**Provided records:**
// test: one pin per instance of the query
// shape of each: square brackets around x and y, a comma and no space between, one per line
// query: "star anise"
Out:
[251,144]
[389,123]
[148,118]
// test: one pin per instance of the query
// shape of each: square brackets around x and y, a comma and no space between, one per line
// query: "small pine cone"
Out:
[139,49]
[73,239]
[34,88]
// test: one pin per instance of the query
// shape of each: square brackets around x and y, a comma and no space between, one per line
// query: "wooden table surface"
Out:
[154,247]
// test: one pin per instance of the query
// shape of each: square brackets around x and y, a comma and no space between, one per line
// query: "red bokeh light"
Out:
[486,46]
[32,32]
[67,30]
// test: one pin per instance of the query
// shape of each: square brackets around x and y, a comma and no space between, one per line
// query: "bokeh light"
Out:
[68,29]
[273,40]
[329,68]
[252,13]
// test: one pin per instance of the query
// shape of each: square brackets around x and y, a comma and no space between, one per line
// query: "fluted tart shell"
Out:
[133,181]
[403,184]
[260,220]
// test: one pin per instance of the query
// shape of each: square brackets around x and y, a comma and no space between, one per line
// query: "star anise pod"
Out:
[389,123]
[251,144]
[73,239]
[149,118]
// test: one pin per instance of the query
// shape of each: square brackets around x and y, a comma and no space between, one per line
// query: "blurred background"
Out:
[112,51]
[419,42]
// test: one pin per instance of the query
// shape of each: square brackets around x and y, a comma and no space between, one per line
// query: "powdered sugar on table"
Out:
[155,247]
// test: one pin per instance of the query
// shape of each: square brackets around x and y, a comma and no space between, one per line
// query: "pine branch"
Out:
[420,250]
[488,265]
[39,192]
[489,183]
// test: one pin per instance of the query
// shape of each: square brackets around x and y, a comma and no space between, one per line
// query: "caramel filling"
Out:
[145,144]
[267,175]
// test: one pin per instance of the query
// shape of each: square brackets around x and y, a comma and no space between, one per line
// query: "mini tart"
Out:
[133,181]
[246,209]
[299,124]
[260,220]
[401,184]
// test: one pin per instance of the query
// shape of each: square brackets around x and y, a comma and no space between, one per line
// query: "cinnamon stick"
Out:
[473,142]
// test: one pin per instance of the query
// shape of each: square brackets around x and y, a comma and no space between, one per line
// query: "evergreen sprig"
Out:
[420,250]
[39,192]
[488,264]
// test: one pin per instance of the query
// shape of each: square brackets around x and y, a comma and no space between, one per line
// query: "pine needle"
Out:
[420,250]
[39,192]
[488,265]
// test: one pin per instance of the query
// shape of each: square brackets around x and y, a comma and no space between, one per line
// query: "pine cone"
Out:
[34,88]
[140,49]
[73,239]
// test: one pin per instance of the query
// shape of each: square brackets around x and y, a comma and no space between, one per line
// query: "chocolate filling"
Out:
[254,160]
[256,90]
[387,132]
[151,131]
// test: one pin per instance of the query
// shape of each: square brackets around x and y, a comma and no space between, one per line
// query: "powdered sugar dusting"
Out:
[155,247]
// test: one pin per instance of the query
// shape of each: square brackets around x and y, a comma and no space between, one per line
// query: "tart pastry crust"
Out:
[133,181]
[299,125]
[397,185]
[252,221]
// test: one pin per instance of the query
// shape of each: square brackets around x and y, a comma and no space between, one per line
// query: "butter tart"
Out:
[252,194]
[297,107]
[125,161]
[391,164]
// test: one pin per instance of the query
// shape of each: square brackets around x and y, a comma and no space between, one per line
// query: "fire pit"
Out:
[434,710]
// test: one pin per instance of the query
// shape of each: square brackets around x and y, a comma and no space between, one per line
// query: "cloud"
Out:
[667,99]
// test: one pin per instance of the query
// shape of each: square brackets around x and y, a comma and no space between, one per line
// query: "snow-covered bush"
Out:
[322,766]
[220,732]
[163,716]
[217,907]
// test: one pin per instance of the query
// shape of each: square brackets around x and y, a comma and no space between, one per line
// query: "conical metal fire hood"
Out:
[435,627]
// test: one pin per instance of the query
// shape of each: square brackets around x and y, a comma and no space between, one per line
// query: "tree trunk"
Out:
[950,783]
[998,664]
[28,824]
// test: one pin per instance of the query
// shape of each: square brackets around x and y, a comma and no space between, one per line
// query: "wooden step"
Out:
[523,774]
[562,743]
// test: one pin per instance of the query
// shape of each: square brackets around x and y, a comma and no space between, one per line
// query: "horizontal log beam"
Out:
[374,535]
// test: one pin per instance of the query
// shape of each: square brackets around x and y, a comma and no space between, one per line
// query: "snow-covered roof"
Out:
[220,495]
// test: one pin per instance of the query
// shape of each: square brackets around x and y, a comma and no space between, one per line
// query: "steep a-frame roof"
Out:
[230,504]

**Task requirements:**
Reproduce all of the data exactly as given.

**Response:**
// test: one pin per instance of the query
// shape of each: square brackets around x and y, a comma and no space between, one per line
// query: "star anise"
Out:
[251,144]
[389,123]
[148,118]
// test: one pin per instance of the query
// shape of each: square brackets around x and y, a comma and no space between, one per line
// query: "small pine cone"
Out:
[139,49]
[73,239]
[34,88]
// test: one pin per instance of the query
// shape of each: square brackets around x and y, a comma and no space between, one per line
// query: "wooden table surface"
Out:
[154,247]
// test: one pin per instance of the query
// shape of each: square brackets around x and y, a comma and no space between, one per line
// query: "red bokeh light"
Out:
[486,46]
[32,32]
[67,30]
// test: one pin per instance of the query
// shape of each: square brackets around x and y, a comma and no space between, one per line
// query: "bokeh light"
Out:
[68,29]
[273,40]
[329,68]
[252,13]
// test: one pin per instance of the query
// shape of each: square brackets around x and y, a comma and no space between, one per line
// query: "fluted tart shell"
Out:
[133,181]
[403,184]
[260,220]
// test: one pin per instance of the query
// shape of each: square brackets around x and y, a comma and no space between, one per line
// query: "star anise pod"
Out:
[389,123]
[251,144]
[73,239]
[149,118]
// test: one pin per instance of the query
// shape of each: square brackets around x and y, a comma and no space between, one per line
// query: "blurred background"
Out:
[112,51]
[419,42]
// test: one pin per instance of the query
// shape of each: square brackets around x and y, a comma and no space between, one per line
// query: "powdered sugar on table"
Out:
[155,247]
// test: one pin per instance of the query
// shape of each: square brackets around x and y, a comma and no space between, one per line
// query: "pine branch"
Out:
[420,250]
[488,265]
[39,192]
[489,183]
// test: one pin per instance of the query
// shape of each: square brackets around x and y, a comma and no space between, one per line
// query: "caramel filling"
Out:
[145,144]
[267,175]
// test: one pin per instance of the query
// shape of each: square brackets around x and y, a comma and no space between, one per line
// query: "mini tart"
Out:
[133,181]
[246,209]
[299,124]
[260,220]
[401,184]
// test: one pin per instance of the query
// shape of each: square brackets around x and y, a comma and no space between, one per line
// query: "cinnamon stick"
Out:
[473,142]
// test: one pin per instance of the query
// shape of each: square brackets around x and y, a comma and no space between, one per line
// query: "evergreen sprig"
Out:
[420,250]
[39,192]
[488,264]
// test: one pin per instance of the query
// shape of each: square brackets around x and y, a comma and no space between, one per line
// query: "pine needle"
Out:
[420,250]
[39,192]
[488,265]
// test: one pin per instance of the query
// shape of each: square brackets around x and y, a comma and no space between, one per line
// query: "pine cone"
Out:
[34,88]
[140,49]
[73,239]
// test: one pin per instance of the query
// shape of each: square brackets around x and y, a comma and no space between, one per line
// query: "chocolate filling"
Out:
[254,160]
[256,90]
[387,132]
[151,131]
// test: one pin per instance of the query
// shape of each: square brackets around x and y, a comma and no space between, one per line
// query: "powdered sugar dusting"
Out:
[155,247]
// test: one pin per instance of the query
// shape of each: square brackets around x and y, a comma and no space between, one per line
// query: "tart pastry crust"
Out:
[133,181]
[299,125]
[397,185]
[252,221]
// test: one pin per instance of the query
// shape of each: square brackets around x and y, a comma and no space between, one per line
// query: "butter tart"
Out:
[252,194]
[297,107]
[125,161]
[391,164]
// test: one pin per instance of the query
// shape of each: square brackets around x and y, a comma and no space between, one per line
// query: "fire pit"
Out:
[434,710]
// test: one pin per instance of the query
// shape of each: square brackets around x and y, a comma and no space between, one per line
// query: "cloud"
Out:
[667,99]
// test: one pin per instance of the query
// shape of each: square brackets around x and y, a comma and no space between, one per line
// query: "snow-covered bush"
Out:
[322,766]
[220,732]
[163,716]
[217,907]
// test: one pin per instance of the query
// shape of each: square brackets around x and y, a comma and no space between, one per line
// query: "conical metal fire hood"
Out:
[435,627]
// test: one pin per instance of the query
// shape of each: square brackets around x and y, a comma and no space between, one per line
// query: "tree trunk"
Out:
[950,783]
[998,664]
[28,824]
// test: one pin per instance of the query
// shape of each: square brackets around x and y, a comma and no space between, one per line
// query: "wooden step"
Out:
[523,774]
[562,743]
// test: one pin per instance of the query
// shape of each: square brackets around x and y, a comma and no space between, one per line
// query: "horizontal log beam"
Out:
[374,535]
// test: one pin per instance of the query
// shape of each: square brackets around x and y, a comma and no space between, one per line
// query: "snow-covered roof"
Out:
[220,495]
// test: one pin per instance of the query
// shape of each: square brackets around x and y, a comma and no space between, one per line
// query: "steep a-frame roof"
Out:
[230,504]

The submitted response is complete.